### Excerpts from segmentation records
────────────────────

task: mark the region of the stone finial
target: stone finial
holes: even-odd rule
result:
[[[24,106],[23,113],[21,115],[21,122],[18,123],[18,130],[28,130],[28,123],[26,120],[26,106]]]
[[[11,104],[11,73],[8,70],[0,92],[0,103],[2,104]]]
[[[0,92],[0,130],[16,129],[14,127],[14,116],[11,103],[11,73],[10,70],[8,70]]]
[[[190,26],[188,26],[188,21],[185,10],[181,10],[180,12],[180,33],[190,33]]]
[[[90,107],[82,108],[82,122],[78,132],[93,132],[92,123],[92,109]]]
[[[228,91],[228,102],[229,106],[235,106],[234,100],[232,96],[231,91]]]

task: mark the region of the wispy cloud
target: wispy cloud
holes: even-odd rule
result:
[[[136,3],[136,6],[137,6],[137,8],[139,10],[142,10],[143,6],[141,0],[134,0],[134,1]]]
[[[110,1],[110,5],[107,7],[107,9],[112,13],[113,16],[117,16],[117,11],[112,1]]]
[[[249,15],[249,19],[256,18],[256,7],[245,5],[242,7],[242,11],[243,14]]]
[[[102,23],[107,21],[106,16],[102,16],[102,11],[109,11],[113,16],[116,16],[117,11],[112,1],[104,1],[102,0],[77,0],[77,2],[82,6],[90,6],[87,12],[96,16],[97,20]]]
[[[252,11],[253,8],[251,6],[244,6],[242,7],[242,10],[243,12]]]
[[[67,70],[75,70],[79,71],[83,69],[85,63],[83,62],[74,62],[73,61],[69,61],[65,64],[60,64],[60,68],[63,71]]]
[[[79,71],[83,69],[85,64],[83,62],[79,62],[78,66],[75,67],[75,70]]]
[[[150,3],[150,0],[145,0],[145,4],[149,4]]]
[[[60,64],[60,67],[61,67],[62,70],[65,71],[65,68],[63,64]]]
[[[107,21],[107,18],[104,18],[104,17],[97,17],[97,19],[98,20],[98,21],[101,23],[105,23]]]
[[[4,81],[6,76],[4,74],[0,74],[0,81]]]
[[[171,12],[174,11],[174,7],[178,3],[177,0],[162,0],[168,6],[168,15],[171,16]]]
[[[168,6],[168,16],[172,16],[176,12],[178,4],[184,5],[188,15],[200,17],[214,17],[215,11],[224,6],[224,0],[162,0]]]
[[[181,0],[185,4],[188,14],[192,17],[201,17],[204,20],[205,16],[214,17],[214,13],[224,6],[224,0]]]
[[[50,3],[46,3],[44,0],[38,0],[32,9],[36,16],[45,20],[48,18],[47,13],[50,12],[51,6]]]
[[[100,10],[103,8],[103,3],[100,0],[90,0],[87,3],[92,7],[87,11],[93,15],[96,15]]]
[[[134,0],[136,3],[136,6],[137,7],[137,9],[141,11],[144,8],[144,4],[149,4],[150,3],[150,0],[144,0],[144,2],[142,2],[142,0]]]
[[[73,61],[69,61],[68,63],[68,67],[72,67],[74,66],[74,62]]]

────────────────────

### WORK TO COMPLETE
Put every line of the rows above into a Markdown table with the columns "No." and "Line." Number the lines in order and leave out blank ones.

### SOLUTION TO THIS PROBLEM
| No. | Line |
|---|---|
| 1 | task: mark the region of the stone finial |
| 2 | target: stone finial |
| 3 | holes: even-odd rule |
| 4 | result: |
| 5 | [[[24,106],[23,113],[21,115],[21,122],[18,123],[18,130],[28,130],[28,123],[26,120],[26,106]]] |
| 6 | [[[11,104],[11,73],[8,70],[0,92],[0,103],[2,104]]] |
| 7 | [[[0,92],[0,130],[16,129],[14,127],[14,116],[11,103],[11,73],[10,70],[8,70]]] |
| 8 | [[[190,26],[188,26],[188,21],[185,10],[181,10],[180,12],[180,33],[190,33]]] |
| 9 | [[[90,107],[82,108],[82,122],[78,132],[93,132],[92,123],[92,109]]] |
| 10 | [[[228,91],[228,102],[229,106],[235,106],[234,100],[232,96],[231,91]]] |
| 11 | task: mark the region of the wispy cloud |
| 12 | target: wispy cloud |
| 13 | holes: even-odd rule |
| 14 | result: |
| 15 | [[[136,3],[136,6],[137,6],[137,8],[139,10],[142,10],[143,6],[141,0],[134,0],[134,1]]] |
| 16 | [[[110,1],[110,5],[107,7],[107,9],[112,13],[113,16],[117,16],[117,11],[112,1]]] |
| 17 | [[[249,15],[249,19],[256,18],[256,7],[245,5],[242,7],[242,11],[243,14]]] |
| 18 | [[[102,23],[107,21],[106,16],[102,16],[102,11],[109,11],[113,16],[116,16],[117,11],[112,1],[104,1],[102,0],[77,0],[77,2],[82,6],[90,6],[87,12],[96,16],[97,20]]] |
| 19 | [[[252,11],[253,8],[251,6],[244,6],[242,7],[242,10],[243,12]]] |
| 20 | [[[67,70],[75,70],[79,71],[83,69],[85,63],[83,62],[74,62],[73,61],[69,61],[65,64],[60,64],[60,68],[63,71]]] |
| 21 | [[[79,71],[83,69],[85,64],[83,62],[79,62],[78,66],[75,67],[75,70]]] |
| 22 | [[[150,3],[150,0],[145,0],[145,4],[149,4]]] |
| 23 | [[[60,64],[60,67],[61,67],[62,70],[65,71],[65,68],[63,64]]] |
| 24 | [[[107,21],[107,18],[104,18],[104,17],[97,17],[97,19],[98,20],[98,21],[101,23],[105,23]]] |
| 25 | [[[4,81],[6,76],[4,74],[0,74],[0,81]]] |
| 26 | [[[171,12],[174,11],[174,7],[178,3],[177,0],[162,0],[168,6],[168,15],[171,16]]] |
| 27 | [[[168,6],[168,16],[172,16],[176,12],[178,4],[184,5],[188,15],[200,17],[214,17],[215,11],[224,6],[224,0],[162,0]]] |
| 28 | [[[181,0],[185,4],[188,14],[192,17],[201,17],[204,20],[205,16],[214,17],[214,13],[224,6],[224,0]]] |
| 29 | [[[50,3],[46,3],[44,0],[38,0],[32,9],[36,16],[45,20],[48,18],[47,13],[50,12],[51,6]]] |
| 30 | [[[100,10],[103,8],[103,3],[100,0],[90,0],[87,3],[92,7],[87,11],[93,15],[96,15]]] |
| 31 | [[[134,0],[136,3],[136,6],[137,7],[137,9],[141,11],[144,8],[144,4],[149,4],[150,3],[150,0],[144,0],[144,2],[142,2],[142,0]]] |
| 32 | [[[73,61],[69,61],[68,63],[68,67],[72,67],[74,66],[74,62]]] |